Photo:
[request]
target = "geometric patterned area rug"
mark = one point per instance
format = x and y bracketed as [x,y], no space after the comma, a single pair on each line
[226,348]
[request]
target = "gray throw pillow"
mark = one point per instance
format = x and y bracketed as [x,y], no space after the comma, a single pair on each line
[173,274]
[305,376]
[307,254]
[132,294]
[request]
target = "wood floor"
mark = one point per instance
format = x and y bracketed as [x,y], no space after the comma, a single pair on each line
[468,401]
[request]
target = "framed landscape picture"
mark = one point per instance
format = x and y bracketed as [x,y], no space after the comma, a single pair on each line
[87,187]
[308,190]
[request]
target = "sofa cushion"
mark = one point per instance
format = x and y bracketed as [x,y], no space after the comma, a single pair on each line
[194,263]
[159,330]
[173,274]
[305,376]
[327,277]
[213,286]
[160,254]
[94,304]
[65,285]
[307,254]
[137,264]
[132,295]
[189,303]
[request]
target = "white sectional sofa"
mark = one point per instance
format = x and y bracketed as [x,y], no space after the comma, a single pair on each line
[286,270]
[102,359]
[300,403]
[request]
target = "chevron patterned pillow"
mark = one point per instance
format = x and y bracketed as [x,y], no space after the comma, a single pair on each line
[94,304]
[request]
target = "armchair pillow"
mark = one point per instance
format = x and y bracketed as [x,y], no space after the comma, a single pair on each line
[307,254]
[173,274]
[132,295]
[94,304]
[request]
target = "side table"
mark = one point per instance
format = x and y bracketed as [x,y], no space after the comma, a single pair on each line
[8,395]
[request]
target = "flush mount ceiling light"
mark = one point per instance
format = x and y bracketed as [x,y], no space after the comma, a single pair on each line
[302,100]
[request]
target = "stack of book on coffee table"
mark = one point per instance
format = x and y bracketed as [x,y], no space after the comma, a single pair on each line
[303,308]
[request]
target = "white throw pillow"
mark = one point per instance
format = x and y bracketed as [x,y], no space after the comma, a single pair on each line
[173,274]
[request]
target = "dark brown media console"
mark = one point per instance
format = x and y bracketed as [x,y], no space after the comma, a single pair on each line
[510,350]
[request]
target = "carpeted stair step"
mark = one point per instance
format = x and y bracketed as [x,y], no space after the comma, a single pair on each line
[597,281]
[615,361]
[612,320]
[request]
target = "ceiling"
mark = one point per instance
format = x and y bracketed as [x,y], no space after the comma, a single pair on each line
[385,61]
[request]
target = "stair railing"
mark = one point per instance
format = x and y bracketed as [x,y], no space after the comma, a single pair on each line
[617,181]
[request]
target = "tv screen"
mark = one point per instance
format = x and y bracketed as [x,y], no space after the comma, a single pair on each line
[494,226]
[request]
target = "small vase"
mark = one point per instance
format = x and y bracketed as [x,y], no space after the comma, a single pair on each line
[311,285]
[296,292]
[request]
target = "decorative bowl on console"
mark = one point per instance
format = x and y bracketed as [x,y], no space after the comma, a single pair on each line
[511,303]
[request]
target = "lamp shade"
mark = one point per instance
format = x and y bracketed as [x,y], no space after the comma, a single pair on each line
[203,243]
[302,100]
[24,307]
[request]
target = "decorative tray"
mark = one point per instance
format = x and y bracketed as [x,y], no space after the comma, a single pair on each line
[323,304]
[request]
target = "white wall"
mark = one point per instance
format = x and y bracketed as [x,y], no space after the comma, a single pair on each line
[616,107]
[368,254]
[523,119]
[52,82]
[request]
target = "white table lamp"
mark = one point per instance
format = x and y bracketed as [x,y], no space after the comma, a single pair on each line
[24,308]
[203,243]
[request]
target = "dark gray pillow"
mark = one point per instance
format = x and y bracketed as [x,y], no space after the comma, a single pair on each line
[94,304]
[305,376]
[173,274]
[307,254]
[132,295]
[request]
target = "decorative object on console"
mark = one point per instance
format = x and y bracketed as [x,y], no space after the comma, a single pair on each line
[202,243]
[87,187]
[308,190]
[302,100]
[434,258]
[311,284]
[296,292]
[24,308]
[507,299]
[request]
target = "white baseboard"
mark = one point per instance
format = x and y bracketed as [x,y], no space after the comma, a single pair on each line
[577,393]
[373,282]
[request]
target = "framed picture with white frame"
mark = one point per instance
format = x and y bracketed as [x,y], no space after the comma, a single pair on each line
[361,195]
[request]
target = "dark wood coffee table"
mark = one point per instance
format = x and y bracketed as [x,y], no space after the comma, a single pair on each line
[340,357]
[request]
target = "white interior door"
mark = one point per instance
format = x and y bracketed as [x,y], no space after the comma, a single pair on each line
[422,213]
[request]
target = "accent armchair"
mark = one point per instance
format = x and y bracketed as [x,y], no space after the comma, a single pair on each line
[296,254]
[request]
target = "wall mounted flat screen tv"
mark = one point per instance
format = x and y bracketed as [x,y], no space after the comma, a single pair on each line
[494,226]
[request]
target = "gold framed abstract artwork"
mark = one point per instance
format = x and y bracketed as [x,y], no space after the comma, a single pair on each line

○ ○ ○ ○

Aim >> Give the number of lines in the listing above that contain the string "throw". Reply with the number only.

Written answer >> 2